SHORT PROBLEM: Please reproduce the material below word for word, from its first line through the line containing "0,258,385,1008", and include that line.

* START *

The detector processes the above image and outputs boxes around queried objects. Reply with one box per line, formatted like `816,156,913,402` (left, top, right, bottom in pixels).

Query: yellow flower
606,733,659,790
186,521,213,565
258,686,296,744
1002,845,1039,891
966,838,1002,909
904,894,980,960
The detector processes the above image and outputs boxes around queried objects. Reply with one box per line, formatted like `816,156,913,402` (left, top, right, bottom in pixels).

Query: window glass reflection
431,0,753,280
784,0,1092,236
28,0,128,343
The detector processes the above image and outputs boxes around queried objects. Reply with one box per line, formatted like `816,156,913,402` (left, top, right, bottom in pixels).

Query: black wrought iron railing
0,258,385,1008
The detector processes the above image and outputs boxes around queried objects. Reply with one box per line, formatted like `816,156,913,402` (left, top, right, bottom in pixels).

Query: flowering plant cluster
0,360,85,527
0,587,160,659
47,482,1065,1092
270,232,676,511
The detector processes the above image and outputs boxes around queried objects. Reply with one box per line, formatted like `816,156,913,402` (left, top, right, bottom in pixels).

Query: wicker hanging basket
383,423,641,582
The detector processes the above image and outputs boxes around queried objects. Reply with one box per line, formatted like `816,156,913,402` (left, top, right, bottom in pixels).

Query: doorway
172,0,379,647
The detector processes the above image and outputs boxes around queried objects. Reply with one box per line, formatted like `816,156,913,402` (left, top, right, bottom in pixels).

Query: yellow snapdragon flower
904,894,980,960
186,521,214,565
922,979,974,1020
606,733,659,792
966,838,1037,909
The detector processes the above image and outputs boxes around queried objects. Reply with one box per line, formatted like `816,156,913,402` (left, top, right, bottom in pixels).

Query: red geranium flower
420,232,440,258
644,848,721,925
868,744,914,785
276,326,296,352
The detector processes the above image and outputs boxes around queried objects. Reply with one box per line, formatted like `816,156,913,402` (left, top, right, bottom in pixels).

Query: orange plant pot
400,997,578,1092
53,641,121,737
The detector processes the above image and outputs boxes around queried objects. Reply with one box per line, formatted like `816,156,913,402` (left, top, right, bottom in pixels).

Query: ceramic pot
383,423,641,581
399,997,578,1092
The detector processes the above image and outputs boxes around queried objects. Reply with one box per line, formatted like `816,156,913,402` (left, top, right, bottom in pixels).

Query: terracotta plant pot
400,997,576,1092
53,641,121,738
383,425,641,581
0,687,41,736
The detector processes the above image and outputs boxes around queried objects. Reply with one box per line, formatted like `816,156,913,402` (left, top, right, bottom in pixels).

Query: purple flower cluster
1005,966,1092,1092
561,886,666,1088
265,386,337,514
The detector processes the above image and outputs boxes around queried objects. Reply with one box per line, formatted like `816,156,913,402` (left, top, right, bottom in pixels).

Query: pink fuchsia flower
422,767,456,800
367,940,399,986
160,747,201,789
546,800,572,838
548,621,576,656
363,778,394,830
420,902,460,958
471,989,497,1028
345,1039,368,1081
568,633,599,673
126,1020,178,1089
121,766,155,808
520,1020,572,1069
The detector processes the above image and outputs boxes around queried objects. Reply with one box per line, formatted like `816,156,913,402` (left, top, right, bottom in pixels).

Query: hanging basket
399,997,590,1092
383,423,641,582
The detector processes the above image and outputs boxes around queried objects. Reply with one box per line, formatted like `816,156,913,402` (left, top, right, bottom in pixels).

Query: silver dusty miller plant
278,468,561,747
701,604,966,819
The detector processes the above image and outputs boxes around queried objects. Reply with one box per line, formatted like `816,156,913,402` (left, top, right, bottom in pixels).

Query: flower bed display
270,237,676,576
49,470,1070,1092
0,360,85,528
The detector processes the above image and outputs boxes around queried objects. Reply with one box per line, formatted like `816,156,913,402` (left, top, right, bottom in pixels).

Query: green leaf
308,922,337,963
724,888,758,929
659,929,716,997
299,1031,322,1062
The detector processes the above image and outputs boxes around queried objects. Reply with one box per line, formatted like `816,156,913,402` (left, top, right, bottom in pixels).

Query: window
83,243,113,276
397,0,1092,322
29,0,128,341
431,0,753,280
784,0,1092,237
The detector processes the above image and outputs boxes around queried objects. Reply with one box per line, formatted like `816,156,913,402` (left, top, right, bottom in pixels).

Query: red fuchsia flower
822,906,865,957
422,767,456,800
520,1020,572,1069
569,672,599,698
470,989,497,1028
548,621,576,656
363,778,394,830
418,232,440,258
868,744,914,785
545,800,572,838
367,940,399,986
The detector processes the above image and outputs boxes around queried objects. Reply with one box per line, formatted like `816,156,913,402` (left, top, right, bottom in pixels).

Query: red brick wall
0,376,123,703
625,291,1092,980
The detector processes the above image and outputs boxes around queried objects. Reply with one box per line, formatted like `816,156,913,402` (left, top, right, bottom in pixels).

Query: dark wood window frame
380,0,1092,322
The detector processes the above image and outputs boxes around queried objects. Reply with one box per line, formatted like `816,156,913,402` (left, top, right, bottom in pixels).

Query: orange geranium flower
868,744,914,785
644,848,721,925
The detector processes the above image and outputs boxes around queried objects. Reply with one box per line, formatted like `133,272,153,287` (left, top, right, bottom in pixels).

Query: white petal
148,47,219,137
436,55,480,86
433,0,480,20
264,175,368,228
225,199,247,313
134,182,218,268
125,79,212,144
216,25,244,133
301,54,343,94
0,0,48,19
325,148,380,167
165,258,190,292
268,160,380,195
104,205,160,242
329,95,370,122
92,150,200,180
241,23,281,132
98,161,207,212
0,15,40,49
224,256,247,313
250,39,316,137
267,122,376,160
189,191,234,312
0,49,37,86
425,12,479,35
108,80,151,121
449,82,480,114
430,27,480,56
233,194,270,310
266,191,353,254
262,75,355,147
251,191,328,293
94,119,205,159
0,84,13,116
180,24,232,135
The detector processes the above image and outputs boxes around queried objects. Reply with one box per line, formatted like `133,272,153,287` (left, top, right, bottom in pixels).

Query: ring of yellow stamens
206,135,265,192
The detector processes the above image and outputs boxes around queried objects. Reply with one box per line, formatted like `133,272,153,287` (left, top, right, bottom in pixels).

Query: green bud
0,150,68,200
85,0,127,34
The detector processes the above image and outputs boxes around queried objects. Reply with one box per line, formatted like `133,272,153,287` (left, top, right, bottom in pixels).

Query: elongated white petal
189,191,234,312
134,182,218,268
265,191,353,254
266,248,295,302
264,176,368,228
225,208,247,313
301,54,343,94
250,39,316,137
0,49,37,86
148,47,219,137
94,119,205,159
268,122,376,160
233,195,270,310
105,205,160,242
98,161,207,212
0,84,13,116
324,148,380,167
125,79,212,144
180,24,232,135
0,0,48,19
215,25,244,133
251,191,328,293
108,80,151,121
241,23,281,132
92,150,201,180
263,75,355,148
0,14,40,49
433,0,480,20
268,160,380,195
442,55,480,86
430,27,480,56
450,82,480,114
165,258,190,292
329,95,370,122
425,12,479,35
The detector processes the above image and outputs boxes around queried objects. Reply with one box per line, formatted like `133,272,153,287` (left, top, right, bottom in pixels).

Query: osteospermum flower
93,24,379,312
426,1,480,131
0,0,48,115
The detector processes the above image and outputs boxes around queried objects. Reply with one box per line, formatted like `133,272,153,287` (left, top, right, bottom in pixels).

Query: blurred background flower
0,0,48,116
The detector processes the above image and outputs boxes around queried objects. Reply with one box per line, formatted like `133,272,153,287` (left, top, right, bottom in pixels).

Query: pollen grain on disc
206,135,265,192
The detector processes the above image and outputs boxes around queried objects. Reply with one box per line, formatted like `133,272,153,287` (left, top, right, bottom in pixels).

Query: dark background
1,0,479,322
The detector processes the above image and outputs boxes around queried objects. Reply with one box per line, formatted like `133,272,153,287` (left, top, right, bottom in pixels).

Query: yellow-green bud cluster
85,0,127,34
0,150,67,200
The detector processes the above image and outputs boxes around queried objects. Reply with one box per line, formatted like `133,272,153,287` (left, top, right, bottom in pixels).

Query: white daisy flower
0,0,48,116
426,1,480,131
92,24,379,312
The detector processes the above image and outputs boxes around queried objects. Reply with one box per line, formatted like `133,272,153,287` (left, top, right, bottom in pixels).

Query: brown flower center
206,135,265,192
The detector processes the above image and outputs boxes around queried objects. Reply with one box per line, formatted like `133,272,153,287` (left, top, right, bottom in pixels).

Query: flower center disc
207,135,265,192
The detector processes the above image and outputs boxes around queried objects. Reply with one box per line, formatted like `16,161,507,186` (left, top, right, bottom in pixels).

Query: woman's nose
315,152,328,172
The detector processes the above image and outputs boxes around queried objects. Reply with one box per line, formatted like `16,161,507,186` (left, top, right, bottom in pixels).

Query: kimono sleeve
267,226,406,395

* END *

CORRECT RESPONSE:
The detector processes the above image and outputs boxes around queried objects. Reply with one box per line, formatted like `816,156,913,402` (left, top, right, bottom in pixels).

Query: yellow flower
606,733,659,790
186,521,213,565
258,686,296,744
1002,845,1039,891
966,838,1002,909
904,894,980,960
The detector processes the above image and outputs boxes around queried objects. Reply with one box per line, formatted like `816,156,913,402` (left, top, right, bottom in pixels).

Query: window glass reflection
431,0,753,280
784,0,1092,236
28,0,128,343
The detector processes the above image and outputs boxes around queried objects. Reply with one box per line, formatted like `816,156,913,402` (left, top, right, bottom in pixels).

Query: black wrought iron railing
0,258,385,1008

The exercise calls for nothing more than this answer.